REQUIRED TASKS:
**1.** Translate this sentence from the Andor review into Spanish: "Little can breathe when packed in so close to everything else."
**2.** Write out the Andor review from "Yet one of those" to "all very seriously." again, swapping "sophisticated" for "refined".

GIVEN TEXT:
+++
‘Andor’ Season Two Is the Best Television of the Year So Far

In the years since the Walt Disney Company acquired Marvel and Star Wars, its strategy has been to flood the market with as much Marvel and Star Wars stuff as possible until audiences are begging for more. That onslaught has, shockingly, proven less than effective; interest in Marvel and Star Wars projects has waned, both in theaters and at home. A saturation point was reached, and viewers began to move on to other things.

In Disney’s defense, they at least had the prudence to stop making Star Wars movies for a while after 2019’s disastrously incoherent Rise of Skywalker. But the studio has kept plugging away with TV shows, releasing six new live-action Star Wars series since 2021. It’s entirely too much, this desperate effort to capitalize on every square inch of unclaimed narrative property adjacent to the original trilogy of films. Little can breathe when packed in so close to everything else.

Yet one of those series, Andor, somehow manages to be good television. And not just good for a latter day Star Wars show. Andor, which returns for a second season on Disney+ April 22, stands toe-to-toe with any of the great series currently airing It’s a sophisticated epic, a feat of both expansive and granular imagination. The series is rushing toward a foregone conclusion—we’ve already seen its lead character, smuggler turned rebel captain Cassian Andor (Diego Luna), die in the 2016 film Rogue One—but finds endless suspense in the journey toward that fixed point. Creator Tony Gilroy goes for highbrow political intrigue in a way that is complementary to the space-opera fun of Star Wars, rather than disdainful of it. He gives a long cherished galaxy a respectful weight; Andor takes this all very seriously.

Maybe there is some haughty avoidance in Andor; the series never mentions Darth Vader, nor Yoda nor Jabba the Hutt nor anyone named Skywalker. It keeps the wicked Emperor Palpatine safely off screen, though his presence nonetheless looms over the show. Many fantastical elements of Star Wars have to be eschewed for this grave and grownup take on the material to work, a putting away of childish things that may rankle some viewers. Plenty of Star Wars fans do want goofy aliens and mystical heros’ journeys toward cosmic greatness—but Andor denies them that in favor of grim ruminations on fascism and resistance.
+++
RECORD EXTRACTS:
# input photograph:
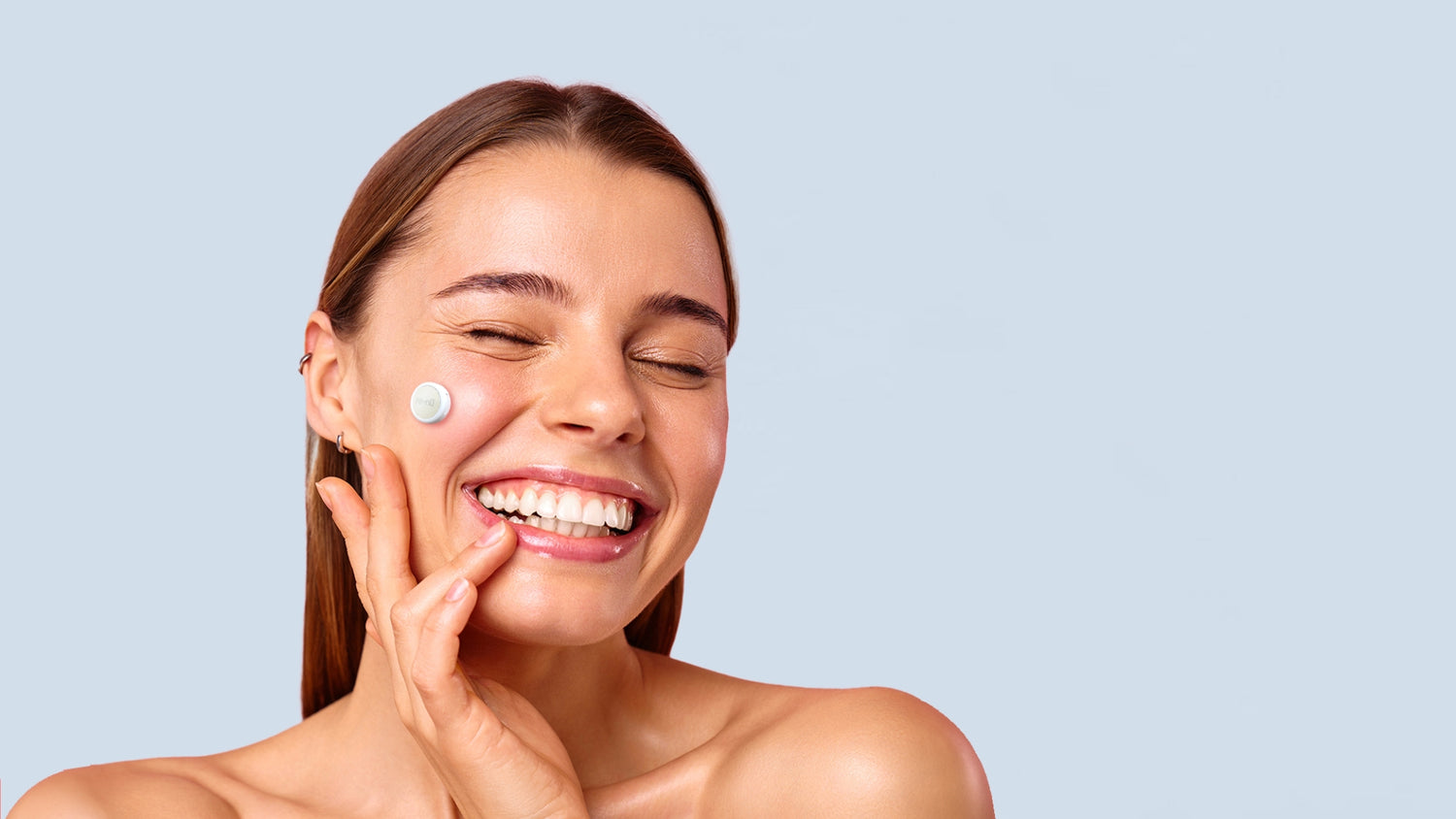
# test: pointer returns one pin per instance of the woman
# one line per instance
(495, 559)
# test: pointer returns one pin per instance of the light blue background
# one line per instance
(1094, 386)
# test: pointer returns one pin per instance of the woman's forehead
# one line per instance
(570, 214)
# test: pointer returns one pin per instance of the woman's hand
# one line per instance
(491, 746)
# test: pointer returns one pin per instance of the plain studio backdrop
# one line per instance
(1094, 381)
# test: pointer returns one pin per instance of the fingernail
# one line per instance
(456, 589)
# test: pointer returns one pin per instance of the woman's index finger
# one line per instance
(387, 550)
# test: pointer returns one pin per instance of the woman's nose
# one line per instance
(594, 401)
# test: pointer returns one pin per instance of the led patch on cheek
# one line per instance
(430, 404)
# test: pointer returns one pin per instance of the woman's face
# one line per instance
(574, 311)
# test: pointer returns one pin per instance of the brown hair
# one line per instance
(375, 227)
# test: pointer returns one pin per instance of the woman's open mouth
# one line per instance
(565, 510)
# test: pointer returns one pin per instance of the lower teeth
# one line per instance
(559, 527)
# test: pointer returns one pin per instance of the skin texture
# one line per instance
(497, 681)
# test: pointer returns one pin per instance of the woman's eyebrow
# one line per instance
(517, 284)
(675, 305)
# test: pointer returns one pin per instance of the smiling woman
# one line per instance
(494, 588)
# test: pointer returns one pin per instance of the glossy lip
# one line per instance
(555, 544)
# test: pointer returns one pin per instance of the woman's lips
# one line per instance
(562, 513)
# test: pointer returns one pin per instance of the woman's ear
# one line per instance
(325, 375)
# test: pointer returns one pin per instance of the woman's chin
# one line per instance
(561, 615)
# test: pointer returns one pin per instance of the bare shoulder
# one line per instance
(856, 752)
(145, 787)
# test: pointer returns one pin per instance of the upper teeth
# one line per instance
(567, 507)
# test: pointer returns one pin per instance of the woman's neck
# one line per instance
(594, 697)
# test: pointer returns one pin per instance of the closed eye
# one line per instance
(684, 369)
(500, 335)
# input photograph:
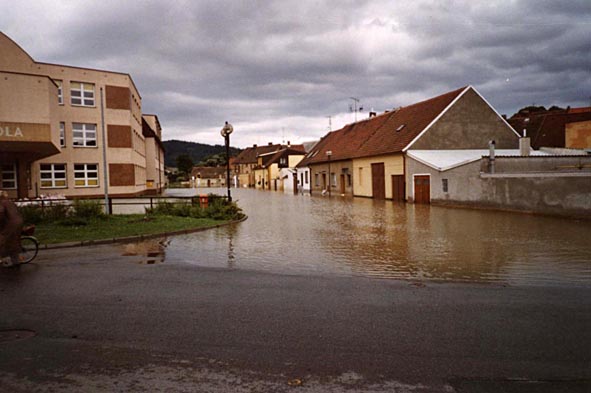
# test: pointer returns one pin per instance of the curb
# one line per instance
(130, 239)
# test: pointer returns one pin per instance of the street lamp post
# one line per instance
(328, 154)
(226, 131)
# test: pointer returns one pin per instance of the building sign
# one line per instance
(8, 132)
(25, 132)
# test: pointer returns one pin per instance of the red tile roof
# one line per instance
(387, 133)
(547, 129)
(579, 110)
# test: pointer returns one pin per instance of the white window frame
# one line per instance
(89, 178)
(52, 171)
(80, 95)
(62, 134)
(82, 135)
(60, 91)
(8, 183)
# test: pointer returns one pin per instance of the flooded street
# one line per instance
(295, 234)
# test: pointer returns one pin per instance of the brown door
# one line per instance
(378, 181)
(398, 192)
(422, 189)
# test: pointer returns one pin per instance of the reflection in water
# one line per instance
(147, 252)
(357, 236)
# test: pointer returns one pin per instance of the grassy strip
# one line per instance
(118, 226)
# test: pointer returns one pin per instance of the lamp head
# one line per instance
(227, 129)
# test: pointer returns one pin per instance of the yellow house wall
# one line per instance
(578, 135)
(292, 161)
(362, 181)
(29, 99)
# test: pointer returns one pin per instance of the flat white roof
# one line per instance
(443, 160)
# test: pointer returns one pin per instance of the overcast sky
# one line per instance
(278, 69)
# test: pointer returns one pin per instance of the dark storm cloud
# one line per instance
(273, 65)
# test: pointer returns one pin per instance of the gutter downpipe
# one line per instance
(491, 156)
(105, 164)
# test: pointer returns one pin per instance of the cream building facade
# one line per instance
(53, 138)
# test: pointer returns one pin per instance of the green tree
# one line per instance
(184, 163)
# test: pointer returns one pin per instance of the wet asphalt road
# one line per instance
(105, 323)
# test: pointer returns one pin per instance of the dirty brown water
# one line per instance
(295, 234)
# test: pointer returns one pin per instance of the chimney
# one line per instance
(524, 144)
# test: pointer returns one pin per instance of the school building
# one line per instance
(63, 128)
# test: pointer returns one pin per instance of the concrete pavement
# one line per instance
(103, 322)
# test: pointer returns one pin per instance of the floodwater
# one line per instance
(295, 234)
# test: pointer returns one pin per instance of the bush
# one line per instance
(218, 209)
(31, 214)
(87, 209)
(73, 221)
(57, 212)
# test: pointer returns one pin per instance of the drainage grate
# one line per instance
(15, 335)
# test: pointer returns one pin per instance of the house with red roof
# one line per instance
(367, 158)
(565, 128)
(246, 162)
(276, 170)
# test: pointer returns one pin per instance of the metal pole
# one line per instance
(329, 175)
(227, 138)
(105, 165)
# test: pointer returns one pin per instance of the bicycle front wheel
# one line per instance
(30, 248)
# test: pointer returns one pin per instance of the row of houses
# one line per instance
(451, 149)
(74, 131)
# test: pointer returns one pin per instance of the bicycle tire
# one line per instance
(29, 247)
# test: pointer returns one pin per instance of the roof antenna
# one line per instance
(355, 107)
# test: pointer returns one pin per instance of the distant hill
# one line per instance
(197, 151)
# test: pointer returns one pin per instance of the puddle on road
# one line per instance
(147, 252)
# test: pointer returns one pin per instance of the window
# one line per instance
(60, 92)
(82, 94)
(86, 175)
(62, 134)
(53, 175)
(8, 176)
(83, 134)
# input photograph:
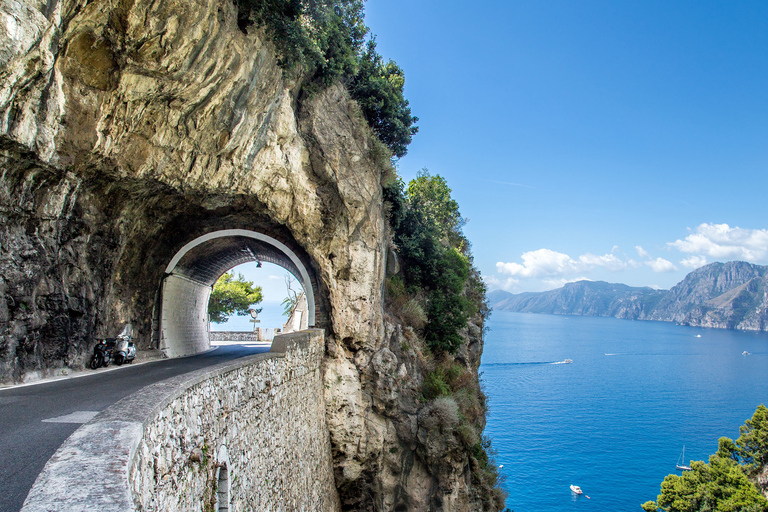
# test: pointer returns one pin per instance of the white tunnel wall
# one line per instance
(184, 324)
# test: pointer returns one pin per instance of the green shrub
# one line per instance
(326, 38)
(378, 88)
(435, 385)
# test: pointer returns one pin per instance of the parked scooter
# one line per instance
(125, 351)
(102, 353)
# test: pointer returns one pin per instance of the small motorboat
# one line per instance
(681, 465)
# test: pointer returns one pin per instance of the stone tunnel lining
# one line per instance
(194, 269)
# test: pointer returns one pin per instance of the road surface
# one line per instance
(35, 420)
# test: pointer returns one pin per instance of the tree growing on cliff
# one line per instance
(232, 295)
(435, 256)
(378, 89)
(723, 484)
(326, 39)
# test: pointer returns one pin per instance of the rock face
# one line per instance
(731, 295)
(129, 128)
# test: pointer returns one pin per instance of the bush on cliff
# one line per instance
(435, 256)
(327, 39)
(728, 481)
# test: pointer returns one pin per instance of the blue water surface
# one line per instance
(613, 422)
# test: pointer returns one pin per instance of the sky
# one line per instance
(271, 279)
(616, 141)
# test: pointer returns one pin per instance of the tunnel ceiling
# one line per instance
(207, 261)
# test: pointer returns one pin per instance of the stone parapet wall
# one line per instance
(250, 434)
(232, 336)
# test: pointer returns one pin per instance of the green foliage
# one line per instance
(324, 36)
(448, 308)
(378, 89)
(327, 38)
(435, 385)
(232, 295)
(427, 226)
(722, 485)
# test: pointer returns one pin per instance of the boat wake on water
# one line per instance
(565, 361)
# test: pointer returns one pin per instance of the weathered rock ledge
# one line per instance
(129, 128)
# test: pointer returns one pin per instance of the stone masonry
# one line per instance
(246, 436)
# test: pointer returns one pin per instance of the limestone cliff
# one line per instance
(719, 295)
(128, 128)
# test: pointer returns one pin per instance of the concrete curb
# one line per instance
(89, 472)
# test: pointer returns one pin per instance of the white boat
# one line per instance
(681, 462)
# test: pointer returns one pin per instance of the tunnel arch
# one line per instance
(191, 273)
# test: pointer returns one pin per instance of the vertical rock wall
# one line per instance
(129, 128)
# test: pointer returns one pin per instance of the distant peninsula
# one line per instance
(731, 295)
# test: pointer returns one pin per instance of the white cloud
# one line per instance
(608, 261)
(545, 262)
(694, 262)
(661, 265)
(509, 284)
(720, 241)
(552, 284)
(542, 262)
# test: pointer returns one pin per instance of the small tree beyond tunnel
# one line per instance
(183, 323)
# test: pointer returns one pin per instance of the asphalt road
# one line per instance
(27, 441)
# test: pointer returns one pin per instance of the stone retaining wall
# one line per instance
(249, 435)
(232, 336)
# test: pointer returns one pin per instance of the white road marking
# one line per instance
(75, 417)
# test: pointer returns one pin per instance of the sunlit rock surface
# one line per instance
(127, 129)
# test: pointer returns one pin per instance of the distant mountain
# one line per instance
(731, 295)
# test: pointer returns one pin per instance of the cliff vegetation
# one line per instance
(325, 40)
(129, 129)
(735, 479)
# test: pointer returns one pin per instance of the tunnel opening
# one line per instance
(282, 309)
(182, 324)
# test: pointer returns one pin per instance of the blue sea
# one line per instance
(615, 421)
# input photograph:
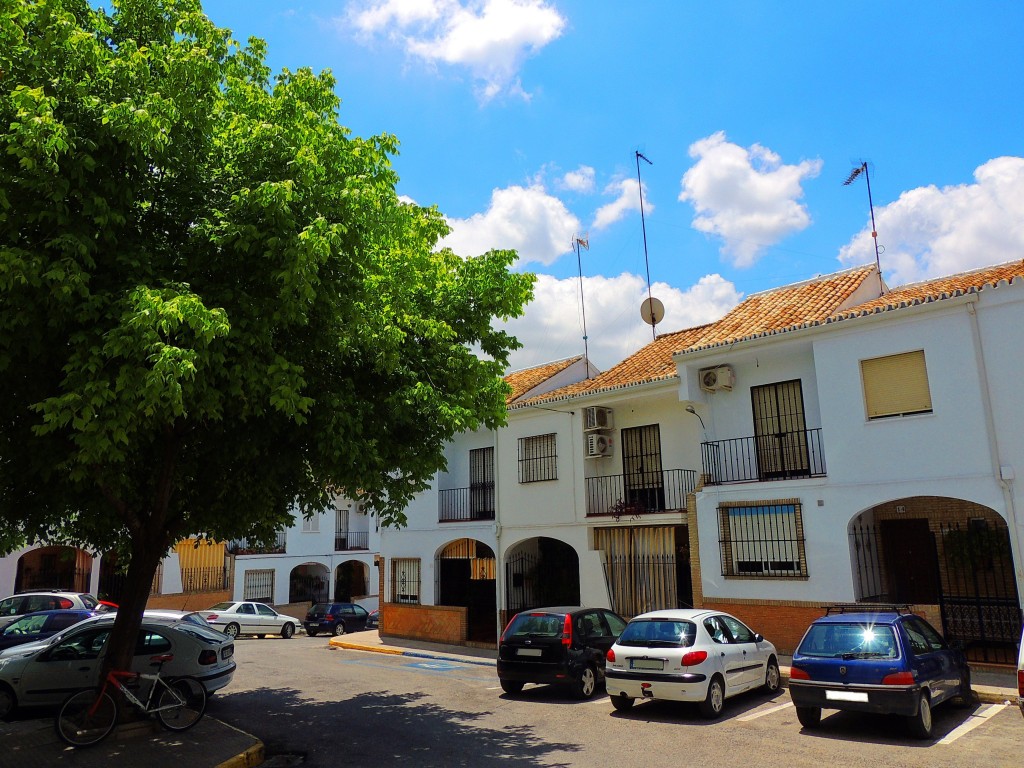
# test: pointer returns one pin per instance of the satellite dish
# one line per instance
(652, 311)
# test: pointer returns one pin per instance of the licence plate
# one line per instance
(846, 695)
(646, 664)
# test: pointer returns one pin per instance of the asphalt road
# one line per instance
(314, 706)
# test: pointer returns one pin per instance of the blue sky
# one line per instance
(520, 119)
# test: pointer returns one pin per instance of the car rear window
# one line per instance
(658, 633)
(537, 625)
(834, 640)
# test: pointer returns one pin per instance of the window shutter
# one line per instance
(896, 385)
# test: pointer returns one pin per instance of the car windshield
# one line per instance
(664, 633)
(833, 640)
(537, 625)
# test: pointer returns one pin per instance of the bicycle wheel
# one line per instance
(87, 717)
(184, 700)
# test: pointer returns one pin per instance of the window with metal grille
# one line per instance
(481, 481)
(538, 458)
(762, 541)
(896, 385)
(258, 585)
(406, 580)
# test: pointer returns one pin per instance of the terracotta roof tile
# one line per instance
(522, 381)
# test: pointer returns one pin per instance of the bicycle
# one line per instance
(88, 717)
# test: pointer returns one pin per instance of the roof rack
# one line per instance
(867, 608)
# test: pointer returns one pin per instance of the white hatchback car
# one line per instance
(689, 655)
(245, 617)
(45, 674)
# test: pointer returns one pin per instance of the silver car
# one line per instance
(45, 674)
(246, 617)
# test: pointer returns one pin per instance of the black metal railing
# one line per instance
(245, 547)
(476, 503)
(346, 540)
(773, 457)
(639, 494)
(207, 579)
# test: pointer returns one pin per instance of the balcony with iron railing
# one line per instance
(461, 505)
(639, 493)
(782, 456)
(245, 547)
(349, 540)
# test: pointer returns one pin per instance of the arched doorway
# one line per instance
(539, 572)
(308, 583)
(54, 568)
(948, 553)
(466, 578)
(350, 581)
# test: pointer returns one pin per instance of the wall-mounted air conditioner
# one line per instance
(718, 379)
(596, 418)
(598, 445)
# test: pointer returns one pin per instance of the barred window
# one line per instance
(538, 459)
(896, 385)
(762, 541)
(406, 580)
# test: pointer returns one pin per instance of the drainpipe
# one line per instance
(1004, 478)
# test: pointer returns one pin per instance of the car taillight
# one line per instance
(798, 674)
(899, 678)
(693, 657)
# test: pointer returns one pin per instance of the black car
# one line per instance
(35, 627)
(563, 645)
(335, 617)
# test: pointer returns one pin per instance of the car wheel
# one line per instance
(714, 702)
(921, 724)
(809, 717)
(586, 683)
(511, 686)
(622, 704)
(965, 694)
(8, 701)
(773, 679)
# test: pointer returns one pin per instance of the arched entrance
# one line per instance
(308, 583)
(466, 578)
(948, 553)
(350, 581)
(539, 572)
(54, 568)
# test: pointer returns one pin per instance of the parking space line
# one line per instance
(973, 722)
(762, 713)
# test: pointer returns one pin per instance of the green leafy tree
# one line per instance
(214, 308)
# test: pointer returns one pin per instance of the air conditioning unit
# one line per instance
(598, 445)
(596, 418)
(720, 378)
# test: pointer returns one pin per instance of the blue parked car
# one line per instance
(35, 627)
(884, 660)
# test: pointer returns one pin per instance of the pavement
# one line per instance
(212, 743)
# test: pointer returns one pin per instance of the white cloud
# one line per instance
+++
RESULTS:
**1.** Poco puede respirar cuando está tan apretado junto a todo lo demás.

**2.**
Yet one of those series, Andor, somehow manages to be good television. And not just good for a latter day Star Wars show. Andor, which returns for a second season on Disney+ April 22, stands toe-to-toe with any of the great series currently airing It’s a refined epic, a feat of both expansive and granular imagination. The series is rushing toward a foregone conclusion—we’ve already seen its lead character, smuggler turned rebel captain Cassian Andor (Diego Luna), die in the 2016 film Rogue One—but finds endless suspense in the journey toward that fixed point. Creator Tony Gilroy goes for highbrow political intrigue in a way that is complementary to the space-opera fun of Star Wars, rather than disdainful of it. He gives a long cherished galaxy a respectful weight; Andor takes this all very seriously.